> [What you have to do]:
How many lines in the listing below hold the word "crouching"? Answer with the number only.

> [Given records]:
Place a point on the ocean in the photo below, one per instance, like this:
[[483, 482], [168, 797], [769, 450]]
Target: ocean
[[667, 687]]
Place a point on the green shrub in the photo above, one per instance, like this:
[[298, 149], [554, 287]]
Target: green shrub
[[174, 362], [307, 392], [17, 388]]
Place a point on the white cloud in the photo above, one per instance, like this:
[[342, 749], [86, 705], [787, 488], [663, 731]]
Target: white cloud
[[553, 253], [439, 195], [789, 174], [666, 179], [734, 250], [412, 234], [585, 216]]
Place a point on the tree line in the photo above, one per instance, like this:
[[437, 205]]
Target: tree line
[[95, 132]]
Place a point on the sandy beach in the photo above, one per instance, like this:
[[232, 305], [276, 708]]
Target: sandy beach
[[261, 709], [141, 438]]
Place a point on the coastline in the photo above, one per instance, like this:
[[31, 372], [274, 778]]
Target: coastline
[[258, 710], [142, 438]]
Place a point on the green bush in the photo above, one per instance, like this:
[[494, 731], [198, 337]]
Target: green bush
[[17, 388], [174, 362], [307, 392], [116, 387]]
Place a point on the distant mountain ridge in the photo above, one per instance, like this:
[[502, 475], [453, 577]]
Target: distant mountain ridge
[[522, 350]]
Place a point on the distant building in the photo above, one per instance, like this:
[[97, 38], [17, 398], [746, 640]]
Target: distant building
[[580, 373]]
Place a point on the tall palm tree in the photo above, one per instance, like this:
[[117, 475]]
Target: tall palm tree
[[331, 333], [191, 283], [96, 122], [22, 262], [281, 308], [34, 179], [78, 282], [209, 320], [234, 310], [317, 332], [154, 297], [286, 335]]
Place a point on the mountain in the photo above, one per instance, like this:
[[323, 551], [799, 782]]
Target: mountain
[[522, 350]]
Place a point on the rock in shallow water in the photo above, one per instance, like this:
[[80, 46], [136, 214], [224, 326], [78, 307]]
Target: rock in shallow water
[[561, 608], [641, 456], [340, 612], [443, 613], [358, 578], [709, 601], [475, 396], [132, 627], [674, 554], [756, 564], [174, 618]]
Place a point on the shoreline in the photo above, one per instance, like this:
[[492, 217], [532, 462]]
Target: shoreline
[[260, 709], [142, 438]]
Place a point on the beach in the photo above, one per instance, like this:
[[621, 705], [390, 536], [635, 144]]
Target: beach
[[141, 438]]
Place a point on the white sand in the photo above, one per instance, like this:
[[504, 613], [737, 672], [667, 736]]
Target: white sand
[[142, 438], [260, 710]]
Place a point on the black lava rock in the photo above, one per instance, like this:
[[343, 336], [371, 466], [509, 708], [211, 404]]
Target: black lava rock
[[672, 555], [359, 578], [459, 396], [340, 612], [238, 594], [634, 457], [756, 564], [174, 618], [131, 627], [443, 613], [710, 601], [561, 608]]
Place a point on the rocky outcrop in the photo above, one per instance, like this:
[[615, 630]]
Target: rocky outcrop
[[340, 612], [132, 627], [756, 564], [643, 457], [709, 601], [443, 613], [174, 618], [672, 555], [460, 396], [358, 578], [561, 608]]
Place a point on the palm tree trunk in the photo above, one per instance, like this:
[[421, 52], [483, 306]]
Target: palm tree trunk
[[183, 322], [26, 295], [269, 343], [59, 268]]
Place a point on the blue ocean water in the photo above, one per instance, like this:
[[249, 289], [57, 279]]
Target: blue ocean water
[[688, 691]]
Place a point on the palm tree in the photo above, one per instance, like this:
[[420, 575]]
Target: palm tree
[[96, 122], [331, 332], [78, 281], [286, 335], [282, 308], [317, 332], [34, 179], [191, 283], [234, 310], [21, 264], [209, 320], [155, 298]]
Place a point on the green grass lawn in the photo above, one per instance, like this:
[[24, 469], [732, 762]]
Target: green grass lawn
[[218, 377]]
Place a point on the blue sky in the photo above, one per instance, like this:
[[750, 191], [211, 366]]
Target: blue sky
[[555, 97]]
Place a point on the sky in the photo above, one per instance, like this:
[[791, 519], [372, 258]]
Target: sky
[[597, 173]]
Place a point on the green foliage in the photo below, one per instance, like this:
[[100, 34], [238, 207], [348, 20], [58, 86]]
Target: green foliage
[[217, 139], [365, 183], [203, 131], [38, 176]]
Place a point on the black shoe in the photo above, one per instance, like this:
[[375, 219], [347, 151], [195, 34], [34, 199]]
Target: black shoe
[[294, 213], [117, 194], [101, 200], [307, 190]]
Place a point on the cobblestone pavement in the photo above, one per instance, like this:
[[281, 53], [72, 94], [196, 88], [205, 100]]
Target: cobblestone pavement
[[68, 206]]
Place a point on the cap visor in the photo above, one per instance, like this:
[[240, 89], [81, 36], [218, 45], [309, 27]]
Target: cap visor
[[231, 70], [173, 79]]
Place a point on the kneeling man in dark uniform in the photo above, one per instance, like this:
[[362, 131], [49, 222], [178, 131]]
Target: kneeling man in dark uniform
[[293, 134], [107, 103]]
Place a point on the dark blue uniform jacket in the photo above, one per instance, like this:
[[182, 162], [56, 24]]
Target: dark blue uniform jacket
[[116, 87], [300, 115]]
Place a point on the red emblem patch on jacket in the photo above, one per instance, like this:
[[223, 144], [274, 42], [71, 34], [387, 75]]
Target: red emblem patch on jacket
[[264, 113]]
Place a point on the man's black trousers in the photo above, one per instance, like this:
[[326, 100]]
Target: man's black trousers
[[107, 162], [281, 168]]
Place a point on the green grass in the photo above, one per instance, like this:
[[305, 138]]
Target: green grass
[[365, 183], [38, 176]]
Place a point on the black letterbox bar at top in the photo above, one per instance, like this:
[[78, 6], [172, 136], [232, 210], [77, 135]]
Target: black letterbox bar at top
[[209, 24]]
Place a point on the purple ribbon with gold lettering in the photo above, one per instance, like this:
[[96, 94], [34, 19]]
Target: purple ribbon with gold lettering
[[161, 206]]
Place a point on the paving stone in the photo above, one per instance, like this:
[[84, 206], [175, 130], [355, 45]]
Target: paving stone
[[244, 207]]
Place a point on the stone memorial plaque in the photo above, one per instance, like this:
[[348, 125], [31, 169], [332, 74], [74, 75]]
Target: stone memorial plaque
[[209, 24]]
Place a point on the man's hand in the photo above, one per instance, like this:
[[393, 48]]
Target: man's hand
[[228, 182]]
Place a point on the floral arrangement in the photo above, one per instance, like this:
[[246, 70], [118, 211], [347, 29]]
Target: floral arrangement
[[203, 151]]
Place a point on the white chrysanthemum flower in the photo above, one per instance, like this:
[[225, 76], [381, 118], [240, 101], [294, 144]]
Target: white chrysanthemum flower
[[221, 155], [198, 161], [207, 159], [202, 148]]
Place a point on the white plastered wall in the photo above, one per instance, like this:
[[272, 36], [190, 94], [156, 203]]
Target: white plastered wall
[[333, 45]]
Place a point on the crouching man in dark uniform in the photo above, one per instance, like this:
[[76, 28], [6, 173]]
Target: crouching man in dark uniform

> [Answer space]:
2